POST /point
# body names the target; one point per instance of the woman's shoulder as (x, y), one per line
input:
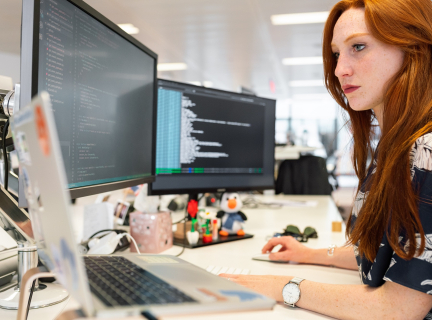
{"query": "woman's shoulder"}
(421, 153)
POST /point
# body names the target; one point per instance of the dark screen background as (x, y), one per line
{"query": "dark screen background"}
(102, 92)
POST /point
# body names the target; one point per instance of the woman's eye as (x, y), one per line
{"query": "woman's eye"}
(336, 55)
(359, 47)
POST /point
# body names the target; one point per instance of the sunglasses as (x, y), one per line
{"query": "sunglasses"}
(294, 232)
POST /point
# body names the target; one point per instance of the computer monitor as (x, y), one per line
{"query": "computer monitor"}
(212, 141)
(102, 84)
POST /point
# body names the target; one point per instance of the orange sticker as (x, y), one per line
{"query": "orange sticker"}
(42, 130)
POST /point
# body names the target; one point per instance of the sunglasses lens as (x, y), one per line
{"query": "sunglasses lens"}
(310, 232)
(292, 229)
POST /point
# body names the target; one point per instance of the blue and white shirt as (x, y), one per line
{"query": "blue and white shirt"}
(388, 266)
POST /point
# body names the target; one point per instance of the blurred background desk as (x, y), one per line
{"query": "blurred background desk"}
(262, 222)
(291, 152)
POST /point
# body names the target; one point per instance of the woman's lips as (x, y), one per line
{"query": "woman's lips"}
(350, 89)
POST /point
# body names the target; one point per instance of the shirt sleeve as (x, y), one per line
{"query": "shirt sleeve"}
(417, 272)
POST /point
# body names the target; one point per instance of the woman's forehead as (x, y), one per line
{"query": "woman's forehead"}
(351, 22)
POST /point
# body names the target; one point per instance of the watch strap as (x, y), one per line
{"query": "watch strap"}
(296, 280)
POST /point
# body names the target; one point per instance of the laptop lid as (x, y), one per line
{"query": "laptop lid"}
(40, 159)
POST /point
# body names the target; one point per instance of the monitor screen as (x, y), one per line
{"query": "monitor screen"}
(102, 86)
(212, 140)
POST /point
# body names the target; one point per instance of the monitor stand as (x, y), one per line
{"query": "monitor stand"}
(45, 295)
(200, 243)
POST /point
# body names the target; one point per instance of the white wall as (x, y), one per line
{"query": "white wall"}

.....

- _Directions_
Set each line of the records down exactly, leaving every picture out.

- _Correct response_
POST /point
# body names the target; one point per instance of the woman's shoulder as (x, y), one per line
input:
{"query": "woman's shoulder"}
(421, 153)
POST /point
# body names the target; one point per instance of the dark screen background as (x, y), one per line
{"query": "dark screen background"}
(102, 92)
POST /point
# body names the target; one point per instance of the woman's eye as (x, y), one per line
{"query": "woman's eye"}
(336, 55)
(359, 47)
POST /point
# body names the target; one point per instance of the sunglasses as (x, y), one per line
{"query": "sunglasses"}
(294, 232)
POST /point
# body names the target; one point per instance of the computer monitor as (x, y), one per line
{"query": "computer monitor"}
(212, 141)
(102, 84)
POST /point
# body names the target; one point per instance of the orange sticker as (x, y), one per line
{"query": "orange sticker"}
(42, 130)
POST /point
# body names the target; one point per instance of the sunglasses lens as (x, y), one per line
{"query": "sunglasses lens"}
(310, 232)
(292, 229)
POST /point
# body names the target; one point per instance of the blue and white shirt as (x, y), one per line
{"query": "blue and white shirt"}
(388, 266)
POST /point
# body names the target; one point per instance of the blurred background desk as (x, y), one per line
{"query": "blurred background desk"}
(262, 222)
(291, 152)
POST /point
# body names the target; one point per instance of the woman's lips as (x, y), one per line
{"query": "woman's lips"}
(350, 89)
POST /point
# body names the target; one point per instance of the shirt sleeve as (x, y), one per line
{"query": "shirt sleeve"}
(417, 272)
POST /point
# body names the target; one point per instance of the woman's forehead as (x, y), one per line
{"query": "woman's forehead"}
(351, 22)
POST /point
# body names the target; one point per instance of the watch strap as (x, y), one per line
{"query": "watch strap"}
(296, 280)
POST /point
# body names the target; one point per instance of the laptop lid as (x, y), one per line
{"query": "laptop lid"}
(40, 159)
POST /point
# body names the target; one point per instance of the monitor screen as (x, y), one per line
{"query": "monitor screen"}
(102, 86)
(212, 140)
POST /point
# body names the target; one point per instance of the monitor stand as (x, y), one per line
{"query": "monitor stand"}
(45, 295)
(200, 243)
POST /point
# body names the target; one point per instance of the white wall as (x, y), one per line
{"query": "white wall"}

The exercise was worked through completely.